La période de calcul concernée doit être continue. Une suspension du délai ne serait donc pas envisageable, la réconciliation obligeant à comptabiliser une nouvelle période. Mais si le délai ne peut être suspendu, il peut être interrompu. Tel est le cas lorsque les époux se réconcilient en reprenant effectivement une vie commune. En revanche, le délai continue à courir lorsque les époux demeurent en bons termes tant qu’il ne s’agit pas de réels sentiments d’affection. Il appartient aux juges compte tenu de la durée et des circonstances de la reprise de la communauté, d’apprécier si le délai doit être interrompu. Ils seront très prudents face aux allégations des parties, sachant que le défendeur est à l’affût du moindre rapprochement quand il ne l’a pas lui-même provoqué et que des rencontres sont souvent nécessaires soit pour des questions patrimoniales soit pour l’éducation des enfants.
tant matérielle qu’affective. Admettre le contraire reviendrait à empêcher celui qui veut refaire sa vie de garder des liens avec ses enfants et découragerait d’emblée toute tentative de réconciliation.
La preuve de la séparation et de sa durée peut être rapportée par tous moyens. En pratique, elle suscite une difficulté pour la séparation de fait, la séparation judiciaire résultant par hypothèse d’une décision. On retrouve les modes de preuve classiques, tels qu’un bail, une quittance ou bien un changement d’adresse.

Enregistrements:
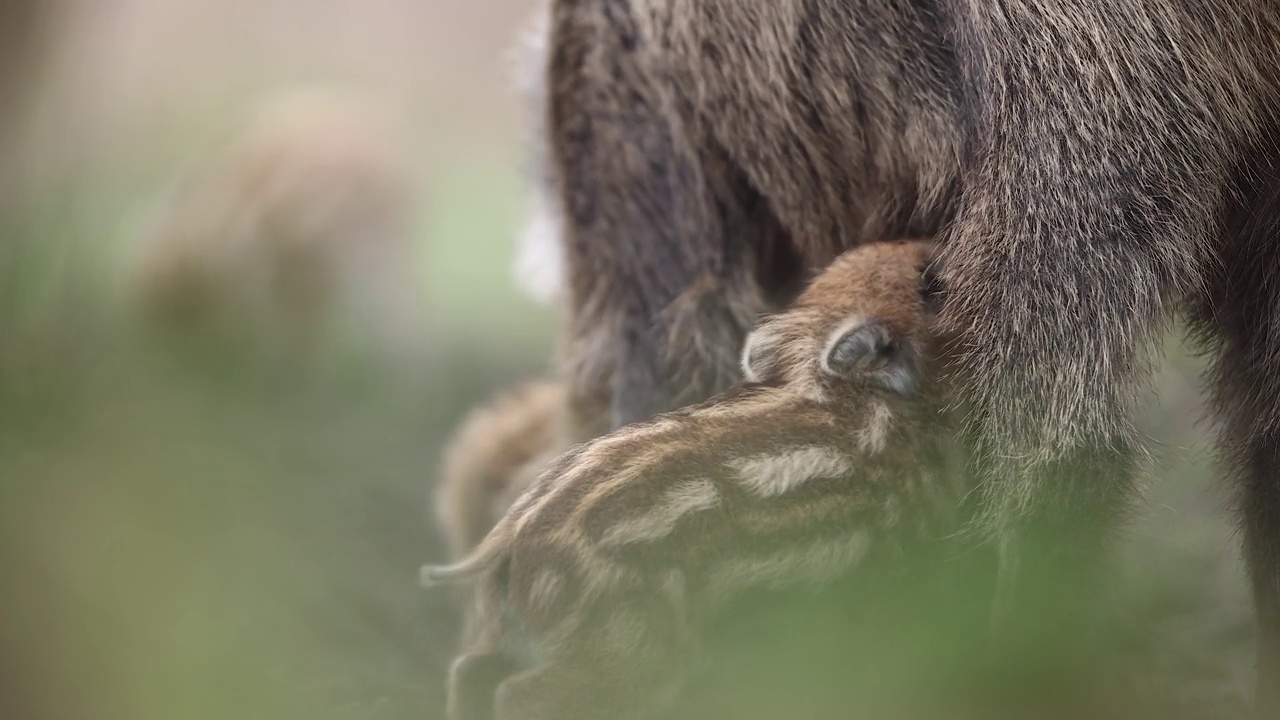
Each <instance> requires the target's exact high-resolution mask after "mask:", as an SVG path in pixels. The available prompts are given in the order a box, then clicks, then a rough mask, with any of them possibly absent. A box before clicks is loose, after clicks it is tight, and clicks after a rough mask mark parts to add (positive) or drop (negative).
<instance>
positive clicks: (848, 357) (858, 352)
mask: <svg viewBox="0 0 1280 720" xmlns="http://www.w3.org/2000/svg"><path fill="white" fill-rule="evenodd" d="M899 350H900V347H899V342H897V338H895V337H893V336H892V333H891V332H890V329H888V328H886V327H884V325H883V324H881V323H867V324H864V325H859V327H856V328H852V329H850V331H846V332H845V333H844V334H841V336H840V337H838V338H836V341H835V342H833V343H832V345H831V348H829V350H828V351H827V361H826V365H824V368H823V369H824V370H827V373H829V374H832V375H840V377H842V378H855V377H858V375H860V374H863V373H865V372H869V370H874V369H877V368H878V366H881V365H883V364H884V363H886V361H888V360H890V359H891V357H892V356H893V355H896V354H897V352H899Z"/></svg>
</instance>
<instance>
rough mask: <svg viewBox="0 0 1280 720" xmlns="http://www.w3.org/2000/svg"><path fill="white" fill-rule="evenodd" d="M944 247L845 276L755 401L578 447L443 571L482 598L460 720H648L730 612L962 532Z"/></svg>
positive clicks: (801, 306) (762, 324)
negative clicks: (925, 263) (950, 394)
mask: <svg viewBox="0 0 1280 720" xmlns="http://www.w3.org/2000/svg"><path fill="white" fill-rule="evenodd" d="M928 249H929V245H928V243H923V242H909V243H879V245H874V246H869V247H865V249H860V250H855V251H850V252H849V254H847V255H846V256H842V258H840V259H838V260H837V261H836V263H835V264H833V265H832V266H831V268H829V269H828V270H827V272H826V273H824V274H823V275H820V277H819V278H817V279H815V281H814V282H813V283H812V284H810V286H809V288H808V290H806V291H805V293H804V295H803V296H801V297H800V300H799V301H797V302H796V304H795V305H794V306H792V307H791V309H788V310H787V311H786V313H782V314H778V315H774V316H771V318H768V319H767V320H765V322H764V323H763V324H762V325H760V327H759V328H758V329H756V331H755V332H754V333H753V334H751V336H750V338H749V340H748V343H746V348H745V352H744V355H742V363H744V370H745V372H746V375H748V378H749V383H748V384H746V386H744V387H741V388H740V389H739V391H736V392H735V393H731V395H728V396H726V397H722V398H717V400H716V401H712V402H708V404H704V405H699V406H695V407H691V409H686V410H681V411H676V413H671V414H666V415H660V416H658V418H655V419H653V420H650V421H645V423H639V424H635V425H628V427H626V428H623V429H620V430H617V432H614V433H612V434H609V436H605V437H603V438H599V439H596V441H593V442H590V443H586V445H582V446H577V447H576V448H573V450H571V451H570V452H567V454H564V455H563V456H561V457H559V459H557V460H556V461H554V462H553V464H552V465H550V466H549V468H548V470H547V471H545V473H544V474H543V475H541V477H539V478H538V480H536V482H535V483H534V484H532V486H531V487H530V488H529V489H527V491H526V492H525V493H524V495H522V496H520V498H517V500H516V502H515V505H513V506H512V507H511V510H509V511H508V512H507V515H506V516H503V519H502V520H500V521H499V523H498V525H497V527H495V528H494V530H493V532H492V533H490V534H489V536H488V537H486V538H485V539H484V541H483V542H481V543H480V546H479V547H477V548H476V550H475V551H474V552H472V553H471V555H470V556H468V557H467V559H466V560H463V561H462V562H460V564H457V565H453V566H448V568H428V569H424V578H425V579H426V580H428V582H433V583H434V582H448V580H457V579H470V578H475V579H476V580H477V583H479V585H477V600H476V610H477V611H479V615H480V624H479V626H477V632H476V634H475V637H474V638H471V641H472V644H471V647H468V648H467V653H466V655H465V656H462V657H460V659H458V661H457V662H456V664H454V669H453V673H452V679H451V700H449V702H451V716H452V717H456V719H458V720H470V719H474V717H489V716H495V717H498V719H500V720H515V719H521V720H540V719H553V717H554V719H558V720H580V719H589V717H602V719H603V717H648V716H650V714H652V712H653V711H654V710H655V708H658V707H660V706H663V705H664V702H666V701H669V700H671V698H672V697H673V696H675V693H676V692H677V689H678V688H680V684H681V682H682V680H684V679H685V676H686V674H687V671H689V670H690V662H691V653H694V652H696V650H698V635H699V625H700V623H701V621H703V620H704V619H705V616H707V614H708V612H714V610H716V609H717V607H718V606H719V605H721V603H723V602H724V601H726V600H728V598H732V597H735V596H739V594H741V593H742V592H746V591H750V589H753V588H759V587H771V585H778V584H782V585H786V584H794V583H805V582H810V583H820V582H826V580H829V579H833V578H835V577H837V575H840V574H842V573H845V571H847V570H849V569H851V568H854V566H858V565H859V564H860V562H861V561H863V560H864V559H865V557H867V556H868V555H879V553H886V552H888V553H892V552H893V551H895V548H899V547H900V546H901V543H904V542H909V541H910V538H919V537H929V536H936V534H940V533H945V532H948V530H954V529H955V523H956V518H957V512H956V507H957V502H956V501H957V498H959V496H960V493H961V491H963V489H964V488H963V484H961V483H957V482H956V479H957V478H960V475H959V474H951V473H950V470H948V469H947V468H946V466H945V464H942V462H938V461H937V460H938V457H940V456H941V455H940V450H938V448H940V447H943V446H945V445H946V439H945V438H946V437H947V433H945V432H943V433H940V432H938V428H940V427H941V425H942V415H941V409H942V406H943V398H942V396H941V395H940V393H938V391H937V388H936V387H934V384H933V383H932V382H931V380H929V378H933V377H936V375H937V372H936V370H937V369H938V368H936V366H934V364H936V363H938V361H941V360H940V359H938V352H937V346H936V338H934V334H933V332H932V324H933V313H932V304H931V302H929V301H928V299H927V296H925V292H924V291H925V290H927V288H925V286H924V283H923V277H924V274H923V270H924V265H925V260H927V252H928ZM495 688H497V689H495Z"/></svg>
...
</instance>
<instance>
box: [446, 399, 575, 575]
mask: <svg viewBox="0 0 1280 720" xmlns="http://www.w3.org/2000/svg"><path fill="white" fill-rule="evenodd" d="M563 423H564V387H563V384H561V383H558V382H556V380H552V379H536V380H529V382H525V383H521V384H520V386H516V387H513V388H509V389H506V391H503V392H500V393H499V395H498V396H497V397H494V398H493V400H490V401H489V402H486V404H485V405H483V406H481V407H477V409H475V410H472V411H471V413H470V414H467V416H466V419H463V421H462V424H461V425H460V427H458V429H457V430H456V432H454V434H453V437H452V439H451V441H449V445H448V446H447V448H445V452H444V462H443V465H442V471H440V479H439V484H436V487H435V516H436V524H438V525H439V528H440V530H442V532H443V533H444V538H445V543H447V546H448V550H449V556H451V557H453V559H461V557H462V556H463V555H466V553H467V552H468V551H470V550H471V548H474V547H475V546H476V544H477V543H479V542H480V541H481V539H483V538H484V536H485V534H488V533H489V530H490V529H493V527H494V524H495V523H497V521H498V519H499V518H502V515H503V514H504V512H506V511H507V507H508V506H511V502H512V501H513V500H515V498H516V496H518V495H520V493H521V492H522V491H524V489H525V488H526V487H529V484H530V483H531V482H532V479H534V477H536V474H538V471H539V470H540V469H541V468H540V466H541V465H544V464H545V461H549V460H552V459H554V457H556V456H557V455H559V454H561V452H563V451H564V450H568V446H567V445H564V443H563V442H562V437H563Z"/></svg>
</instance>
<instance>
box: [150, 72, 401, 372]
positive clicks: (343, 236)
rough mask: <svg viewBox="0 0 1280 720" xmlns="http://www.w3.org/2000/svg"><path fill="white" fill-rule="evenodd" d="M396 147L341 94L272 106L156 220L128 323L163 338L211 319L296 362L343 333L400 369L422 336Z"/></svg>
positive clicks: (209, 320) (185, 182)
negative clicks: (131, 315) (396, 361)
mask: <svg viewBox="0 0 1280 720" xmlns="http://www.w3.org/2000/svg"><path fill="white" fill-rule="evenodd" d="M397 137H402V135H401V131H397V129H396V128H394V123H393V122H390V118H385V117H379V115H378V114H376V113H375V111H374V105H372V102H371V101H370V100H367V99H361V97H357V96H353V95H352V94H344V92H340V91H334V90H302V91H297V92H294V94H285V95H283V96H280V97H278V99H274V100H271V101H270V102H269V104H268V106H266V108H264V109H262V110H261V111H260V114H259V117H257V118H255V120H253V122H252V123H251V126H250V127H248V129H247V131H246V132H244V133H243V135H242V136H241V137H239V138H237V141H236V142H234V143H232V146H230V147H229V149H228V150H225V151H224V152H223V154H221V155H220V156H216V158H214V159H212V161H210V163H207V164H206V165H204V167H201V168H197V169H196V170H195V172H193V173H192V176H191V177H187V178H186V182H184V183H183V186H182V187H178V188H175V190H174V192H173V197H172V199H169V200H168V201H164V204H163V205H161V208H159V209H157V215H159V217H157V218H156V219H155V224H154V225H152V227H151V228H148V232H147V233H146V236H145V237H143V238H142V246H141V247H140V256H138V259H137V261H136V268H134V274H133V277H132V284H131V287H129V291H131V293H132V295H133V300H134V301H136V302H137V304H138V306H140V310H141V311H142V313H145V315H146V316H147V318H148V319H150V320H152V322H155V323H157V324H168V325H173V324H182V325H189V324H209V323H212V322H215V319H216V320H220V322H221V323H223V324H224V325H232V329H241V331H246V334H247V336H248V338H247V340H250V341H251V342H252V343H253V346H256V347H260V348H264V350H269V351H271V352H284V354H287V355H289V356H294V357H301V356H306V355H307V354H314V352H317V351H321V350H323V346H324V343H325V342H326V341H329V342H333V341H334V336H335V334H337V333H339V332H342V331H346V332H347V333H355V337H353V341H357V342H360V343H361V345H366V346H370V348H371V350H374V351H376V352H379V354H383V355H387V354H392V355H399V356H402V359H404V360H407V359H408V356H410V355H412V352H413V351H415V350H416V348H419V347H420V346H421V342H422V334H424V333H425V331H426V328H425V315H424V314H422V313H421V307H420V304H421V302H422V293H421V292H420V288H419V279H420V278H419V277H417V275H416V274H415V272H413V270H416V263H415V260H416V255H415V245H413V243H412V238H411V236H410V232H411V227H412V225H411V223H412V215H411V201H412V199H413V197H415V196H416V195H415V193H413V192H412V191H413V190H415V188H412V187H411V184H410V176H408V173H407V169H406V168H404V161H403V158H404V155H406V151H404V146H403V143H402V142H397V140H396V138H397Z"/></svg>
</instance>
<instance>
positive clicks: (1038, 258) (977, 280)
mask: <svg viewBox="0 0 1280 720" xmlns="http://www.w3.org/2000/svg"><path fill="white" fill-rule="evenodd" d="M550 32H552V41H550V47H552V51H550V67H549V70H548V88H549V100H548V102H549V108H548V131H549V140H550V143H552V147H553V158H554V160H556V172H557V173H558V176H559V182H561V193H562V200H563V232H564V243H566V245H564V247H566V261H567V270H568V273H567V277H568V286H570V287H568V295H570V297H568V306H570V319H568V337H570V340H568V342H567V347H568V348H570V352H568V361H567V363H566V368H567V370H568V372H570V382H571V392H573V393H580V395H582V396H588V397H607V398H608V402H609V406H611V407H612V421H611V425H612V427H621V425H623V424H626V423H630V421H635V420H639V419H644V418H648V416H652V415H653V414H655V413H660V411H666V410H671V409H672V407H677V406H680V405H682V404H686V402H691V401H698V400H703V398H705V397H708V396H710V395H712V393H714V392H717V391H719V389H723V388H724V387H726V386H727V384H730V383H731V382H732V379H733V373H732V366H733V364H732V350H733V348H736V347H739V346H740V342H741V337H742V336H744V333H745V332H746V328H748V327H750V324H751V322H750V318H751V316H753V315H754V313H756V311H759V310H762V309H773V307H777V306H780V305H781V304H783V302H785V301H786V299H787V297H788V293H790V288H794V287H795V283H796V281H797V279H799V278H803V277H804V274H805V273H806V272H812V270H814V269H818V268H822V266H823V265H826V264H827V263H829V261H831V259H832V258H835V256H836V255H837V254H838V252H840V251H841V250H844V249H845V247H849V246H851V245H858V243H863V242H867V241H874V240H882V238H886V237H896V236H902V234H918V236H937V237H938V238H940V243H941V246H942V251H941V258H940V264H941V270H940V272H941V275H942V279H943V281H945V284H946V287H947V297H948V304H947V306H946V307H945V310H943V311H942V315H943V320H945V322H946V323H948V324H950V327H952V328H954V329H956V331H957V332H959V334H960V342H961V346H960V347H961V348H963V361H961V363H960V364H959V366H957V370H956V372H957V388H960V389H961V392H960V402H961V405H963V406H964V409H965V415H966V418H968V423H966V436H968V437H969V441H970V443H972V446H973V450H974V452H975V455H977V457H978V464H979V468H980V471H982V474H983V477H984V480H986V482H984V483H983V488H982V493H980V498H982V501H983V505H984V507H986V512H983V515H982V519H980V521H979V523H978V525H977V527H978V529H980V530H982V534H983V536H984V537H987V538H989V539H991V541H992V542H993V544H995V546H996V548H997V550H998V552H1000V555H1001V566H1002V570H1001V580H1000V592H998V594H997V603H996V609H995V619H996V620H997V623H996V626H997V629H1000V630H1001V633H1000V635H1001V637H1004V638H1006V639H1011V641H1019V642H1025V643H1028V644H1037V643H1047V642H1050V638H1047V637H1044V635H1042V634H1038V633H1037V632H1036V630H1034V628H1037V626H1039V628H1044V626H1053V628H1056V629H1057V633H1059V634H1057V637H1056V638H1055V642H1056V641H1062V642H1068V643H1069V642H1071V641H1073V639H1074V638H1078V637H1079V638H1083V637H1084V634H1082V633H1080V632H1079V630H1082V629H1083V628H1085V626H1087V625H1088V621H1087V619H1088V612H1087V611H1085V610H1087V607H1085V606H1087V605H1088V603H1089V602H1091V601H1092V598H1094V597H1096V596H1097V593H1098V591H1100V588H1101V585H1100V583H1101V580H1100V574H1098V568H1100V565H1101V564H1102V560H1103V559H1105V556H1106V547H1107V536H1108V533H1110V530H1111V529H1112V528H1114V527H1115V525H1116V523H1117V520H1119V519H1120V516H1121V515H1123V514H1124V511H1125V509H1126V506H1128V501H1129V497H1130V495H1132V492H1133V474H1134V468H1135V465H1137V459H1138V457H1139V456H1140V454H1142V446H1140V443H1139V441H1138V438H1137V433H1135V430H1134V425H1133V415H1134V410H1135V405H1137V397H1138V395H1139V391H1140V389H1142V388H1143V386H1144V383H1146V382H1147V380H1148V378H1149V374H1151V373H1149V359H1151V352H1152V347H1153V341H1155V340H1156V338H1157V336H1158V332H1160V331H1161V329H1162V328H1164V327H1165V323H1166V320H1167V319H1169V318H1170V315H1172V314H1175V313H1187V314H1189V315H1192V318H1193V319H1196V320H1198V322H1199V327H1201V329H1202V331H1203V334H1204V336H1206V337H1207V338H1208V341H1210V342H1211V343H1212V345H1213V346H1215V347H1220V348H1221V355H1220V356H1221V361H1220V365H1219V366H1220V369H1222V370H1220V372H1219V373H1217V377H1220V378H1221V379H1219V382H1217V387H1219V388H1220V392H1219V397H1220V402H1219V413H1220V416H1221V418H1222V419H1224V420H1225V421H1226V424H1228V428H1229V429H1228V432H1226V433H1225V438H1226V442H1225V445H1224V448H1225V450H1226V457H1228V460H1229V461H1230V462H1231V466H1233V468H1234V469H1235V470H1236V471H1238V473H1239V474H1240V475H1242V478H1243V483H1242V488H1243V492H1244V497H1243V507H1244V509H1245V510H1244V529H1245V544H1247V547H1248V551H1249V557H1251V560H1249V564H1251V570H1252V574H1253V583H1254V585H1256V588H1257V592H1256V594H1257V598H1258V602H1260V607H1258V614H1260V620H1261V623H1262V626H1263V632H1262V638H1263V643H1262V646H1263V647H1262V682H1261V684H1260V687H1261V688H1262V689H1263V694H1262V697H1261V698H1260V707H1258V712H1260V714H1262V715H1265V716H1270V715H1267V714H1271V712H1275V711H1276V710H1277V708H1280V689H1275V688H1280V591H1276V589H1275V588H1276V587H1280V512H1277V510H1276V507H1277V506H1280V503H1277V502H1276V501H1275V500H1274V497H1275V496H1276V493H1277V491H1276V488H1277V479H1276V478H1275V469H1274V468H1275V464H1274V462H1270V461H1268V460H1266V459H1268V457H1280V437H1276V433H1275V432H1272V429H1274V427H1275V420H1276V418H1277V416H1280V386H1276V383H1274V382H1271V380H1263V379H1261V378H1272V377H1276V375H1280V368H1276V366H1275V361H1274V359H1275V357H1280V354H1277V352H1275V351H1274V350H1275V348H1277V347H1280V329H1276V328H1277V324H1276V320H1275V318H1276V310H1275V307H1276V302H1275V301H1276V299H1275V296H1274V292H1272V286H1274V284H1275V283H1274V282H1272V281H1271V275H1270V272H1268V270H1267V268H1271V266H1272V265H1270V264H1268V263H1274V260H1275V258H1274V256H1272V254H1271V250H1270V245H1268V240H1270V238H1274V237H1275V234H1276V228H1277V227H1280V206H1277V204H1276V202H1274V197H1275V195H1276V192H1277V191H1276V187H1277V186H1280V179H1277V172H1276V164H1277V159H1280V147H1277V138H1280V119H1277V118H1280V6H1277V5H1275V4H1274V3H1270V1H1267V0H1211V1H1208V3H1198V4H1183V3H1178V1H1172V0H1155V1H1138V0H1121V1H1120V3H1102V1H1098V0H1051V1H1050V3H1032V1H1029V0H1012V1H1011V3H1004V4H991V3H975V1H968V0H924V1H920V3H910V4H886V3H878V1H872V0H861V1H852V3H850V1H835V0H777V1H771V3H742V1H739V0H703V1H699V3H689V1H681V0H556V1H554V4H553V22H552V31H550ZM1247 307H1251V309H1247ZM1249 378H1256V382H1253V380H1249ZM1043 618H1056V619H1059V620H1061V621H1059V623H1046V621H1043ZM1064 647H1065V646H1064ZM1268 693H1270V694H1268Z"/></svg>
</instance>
* * *
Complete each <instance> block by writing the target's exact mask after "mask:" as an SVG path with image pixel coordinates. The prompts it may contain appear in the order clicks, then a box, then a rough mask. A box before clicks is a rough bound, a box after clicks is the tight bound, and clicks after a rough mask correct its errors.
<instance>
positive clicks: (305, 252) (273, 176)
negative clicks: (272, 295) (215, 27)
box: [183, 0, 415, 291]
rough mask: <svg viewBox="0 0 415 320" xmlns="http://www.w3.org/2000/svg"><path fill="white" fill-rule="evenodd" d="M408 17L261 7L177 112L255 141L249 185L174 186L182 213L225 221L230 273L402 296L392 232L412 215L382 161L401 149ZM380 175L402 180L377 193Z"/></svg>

Tâche A:
Reproduisez dans le texte sur la séparation des époux tout ce qui va de « La preuve de » jusqu'à « un changement d’adresse. ».
Tâche B:
Écrivez la suite du texte sur la séparation des époux, à partir de l'endroit où il s'arrête.
Ces enregistrements viennent d'une autre source que le texte.

Réponse A:
La preuve de la séparation et de sa durée peut être rapportée par tous moyens. En pratique, elle suscite une difficulté pour la séparation de fait, la séparation judiciaire résultant par hypothèse d’une décision. On retrouve les modes de preuve classiques, tels qu’un bail, une quittance ou bien un changement d’adresse.

Réponse B:
Le texte n’exige pas expressément que les époux vivent séparément mais on vérifiera leur absence de cohabitation, circonstance aisément appréciable le plus souvent (par exemple en faisant référence à une décision de justice antérieure fixant la contribution aux charges du mariage due par le mari).
Il faut prouver de manière non équivoque la volonté de rompre les relations.
La situation en cas de séparation à l’amiable pourrait toutefois poser des difficultés dans la mesure où, si les deux partenaires ont choisi de ne plus vivre ensemble, ils n’auraient peut-être pas imaginé toutes les conséquences de leur décision, notamment la facilité avec laquelle l’un d’entre eux peut imposer à l’autre le divorce une fois le délai de deux ans révolu.
La jurisprudence de la Cour de cassation, rendue sur le fondement de l’article 237 ancien, ne prenait pas parti, déplaçant la question de la volonté vers celle de la réalité des faits. Il n’y avait séparation que lorsqu’il y avait disparition de toute communauté de vie tant affective que matérielle, quelque en soit la cause, volontaire ou non. Elle n’imposait pas une intention de rompre. Le texte nouveau précise que l’altération définitive du lien conjugal résulte de la cessation de la communauté de vie, laquelle se trouve prouvée par une séparation de plus de deux ans.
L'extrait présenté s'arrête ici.